Task objective: Gather every line in the entries below that contains the word "grass" and copy each one unchanged.

Collected data entries
--- BEGIN ---

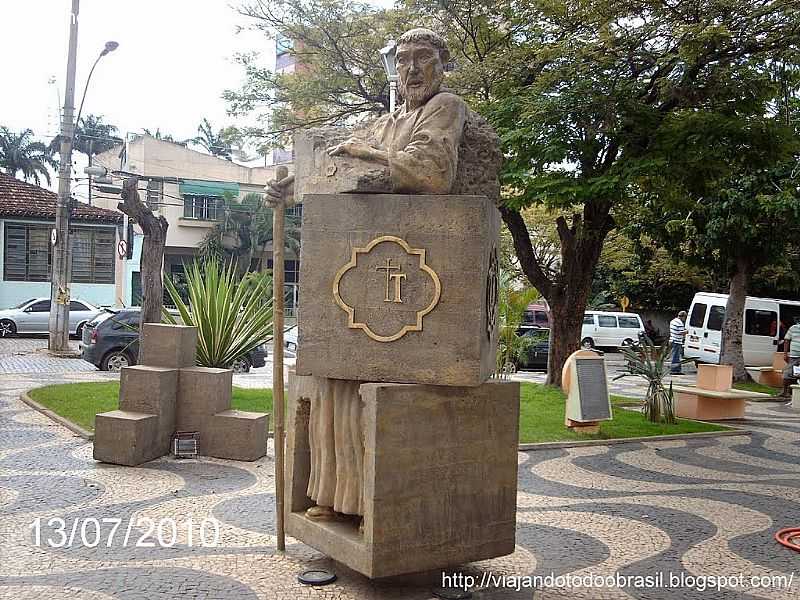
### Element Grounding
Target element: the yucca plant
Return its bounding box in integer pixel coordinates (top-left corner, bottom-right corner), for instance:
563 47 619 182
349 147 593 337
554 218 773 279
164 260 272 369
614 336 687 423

--- END ---
--- BEGIN ---

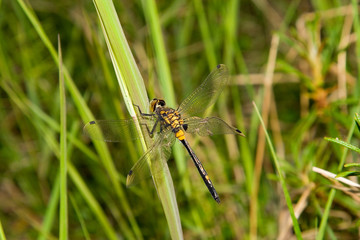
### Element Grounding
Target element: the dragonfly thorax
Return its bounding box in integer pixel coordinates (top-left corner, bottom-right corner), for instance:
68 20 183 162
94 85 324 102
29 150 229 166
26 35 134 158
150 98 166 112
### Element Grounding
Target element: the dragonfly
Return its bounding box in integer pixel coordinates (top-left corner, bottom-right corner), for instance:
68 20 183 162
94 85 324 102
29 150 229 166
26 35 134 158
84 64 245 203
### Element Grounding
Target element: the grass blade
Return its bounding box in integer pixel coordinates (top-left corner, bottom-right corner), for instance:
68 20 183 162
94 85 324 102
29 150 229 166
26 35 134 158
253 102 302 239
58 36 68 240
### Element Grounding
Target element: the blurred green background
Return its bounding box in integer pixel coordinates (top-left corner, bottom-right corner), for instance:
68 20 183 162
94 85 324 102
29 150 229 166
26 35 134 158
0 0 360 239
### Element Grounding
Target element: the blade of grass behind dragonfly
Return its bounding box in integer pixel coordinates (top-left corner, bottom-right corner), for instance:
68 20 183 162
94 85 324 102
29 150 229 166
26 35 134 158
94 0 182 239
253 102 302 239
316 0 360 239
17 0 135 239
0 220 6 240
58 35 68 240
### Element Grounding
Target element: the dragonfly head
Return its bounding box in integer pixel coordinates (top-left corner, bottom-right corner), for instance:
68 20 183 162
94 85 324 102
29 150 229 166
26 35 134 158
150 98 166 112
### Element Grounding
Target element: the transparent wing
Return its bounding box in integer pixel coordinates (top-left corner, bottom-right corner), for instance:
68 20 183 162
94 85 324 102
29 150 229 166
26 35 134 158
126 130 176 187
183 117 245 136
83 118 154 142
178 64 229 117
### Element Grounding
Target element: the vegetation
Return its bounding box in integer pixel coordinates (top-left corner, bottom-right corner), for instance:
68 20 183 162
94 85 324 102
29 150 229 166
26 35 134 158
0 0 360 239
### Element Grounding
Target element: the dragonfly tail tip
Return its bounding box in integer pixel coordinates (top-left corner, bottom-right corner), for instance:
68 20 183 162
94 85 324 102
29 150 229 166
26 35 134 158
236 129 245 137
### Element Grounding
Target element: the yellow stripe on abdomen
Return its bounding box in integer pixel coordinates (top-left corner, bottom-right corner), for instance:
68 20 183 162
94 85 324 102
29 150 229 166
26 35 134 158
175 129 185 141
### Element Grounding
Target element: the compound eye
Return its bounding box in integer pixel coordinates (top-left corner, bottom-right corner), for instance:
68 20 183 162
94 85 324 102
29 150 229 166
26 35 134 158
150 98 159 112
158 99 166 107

--- END ---

Completed exercise:
Target element: the grass blade
Target element: the blade of grass behind dragonfly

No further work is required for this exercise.